**What this task involves:** Count the lines in the entries below that contain the string "blue". Reply with that number alone.
[START OF Listed records]
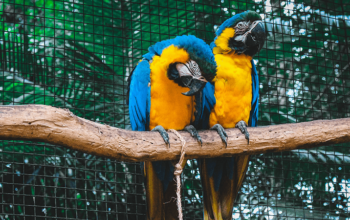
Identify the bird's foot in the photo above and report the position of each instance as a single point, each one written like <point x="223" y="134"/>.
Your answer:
<point x="221" y="131"/>
<point x="241" y="125"/>
<point x="194" y="133"/>
<point x="162" y="133"/>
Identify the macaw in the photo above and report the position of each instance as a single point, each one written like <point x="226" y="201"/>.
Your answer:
<point x="236" y="92"/>
<point x="159" y="99"/>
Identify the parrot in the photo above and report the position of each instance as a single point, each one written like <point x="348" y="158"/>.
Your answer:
<point x="165" y="91"/>
<point x="236" y="94"/>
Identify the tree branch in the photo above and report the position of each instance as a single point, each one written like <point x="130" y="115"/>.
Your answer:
<point x="61" y="127"/>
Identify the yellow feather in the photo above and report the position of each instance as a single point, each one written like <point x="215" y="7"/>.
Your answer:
<point x="233" y="90"/>
<point x="169" y="107"/>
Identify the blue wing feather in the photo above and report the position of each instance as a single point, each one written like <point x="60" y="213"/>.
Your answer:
<point x="139" y="97"/>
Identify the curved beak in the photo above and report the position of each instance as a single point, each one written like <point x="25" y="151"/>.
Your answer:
<point x="195" y="86"/>
<point x="257" y="36"/>
<point x="191" y="77"/>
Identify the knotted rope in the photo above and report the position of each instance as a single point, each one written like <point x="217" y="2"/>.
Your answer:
<point x="178" y="171"/>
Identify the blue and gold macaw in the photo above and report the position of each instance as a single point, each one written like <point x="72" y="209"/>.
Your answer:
<point x="236" y="91"/>
<point x="159" y="99"/>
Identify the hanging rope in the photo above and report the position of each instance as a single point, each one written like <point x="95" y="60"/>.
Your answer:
<point x="178" y="171"/>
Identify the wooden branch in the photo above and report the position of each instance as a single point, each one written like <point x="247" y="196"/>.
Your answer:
<point x="61" y="127"/>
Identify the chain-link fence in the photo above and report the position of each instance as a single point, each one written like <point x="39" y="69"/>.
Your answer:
<point x="78" y="54"/>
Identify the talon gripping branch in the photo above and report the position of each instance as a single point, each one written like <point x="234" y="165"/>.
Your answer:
<point x="236" y="92"/>
<point x="159" y="99"/>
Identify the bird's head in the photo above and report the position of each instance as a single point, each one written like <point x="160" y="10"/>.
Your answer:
<point x="196" y="68"/>
<point x="243" y="33"/>
<point x="193" y="74"/>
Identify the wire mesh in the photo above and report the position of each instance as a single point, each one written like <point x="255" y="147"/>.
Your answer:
<point x="78" y="54"/>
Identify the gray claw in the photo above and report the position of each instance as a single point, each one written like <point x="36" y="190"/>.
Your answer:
<point x="162" y="133"/>
<point x="241" y="125"/>
<point x="194" y="133"/>
<point x="221" y="131"/>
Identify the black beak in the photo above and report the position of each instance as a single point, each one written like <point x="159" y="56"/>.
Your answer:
<point x="257" y="37"/>
<point x="195" y="85"/>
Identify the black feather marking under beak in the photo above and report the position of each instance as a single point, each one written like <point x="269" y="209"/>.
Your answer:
<point x="191" y="77"/>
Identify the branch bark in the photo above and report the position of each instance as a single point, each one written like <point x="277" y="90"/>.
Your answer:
<point x="59" y="126"/>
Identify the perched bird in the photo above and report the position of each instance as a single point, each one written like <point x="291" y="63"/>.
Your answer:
<point x="165" y="92"/>
<point x="236" y="91"/>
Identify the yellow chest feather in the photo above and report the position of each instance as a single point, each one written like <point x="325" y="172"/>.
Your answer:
<point x="169" y="108"/>
<point x="233" y="90"/>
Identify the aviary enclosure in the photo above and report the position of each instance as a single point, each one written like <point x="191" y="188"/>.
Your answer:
<point x="78" y="55"/>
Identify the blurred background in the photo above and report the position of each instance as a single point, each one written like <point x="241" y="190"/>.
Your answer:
<point x="77" y="55"/>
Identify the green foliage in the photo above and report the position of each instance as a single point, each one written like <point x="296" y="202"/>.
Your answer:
<point x="78" y="54"/>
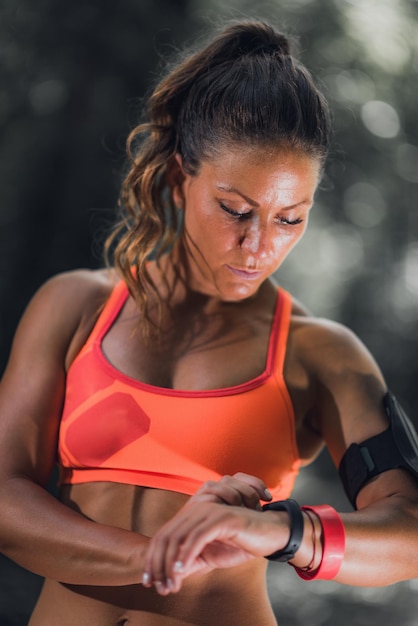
[END OF Listed records]
**Final result:** 2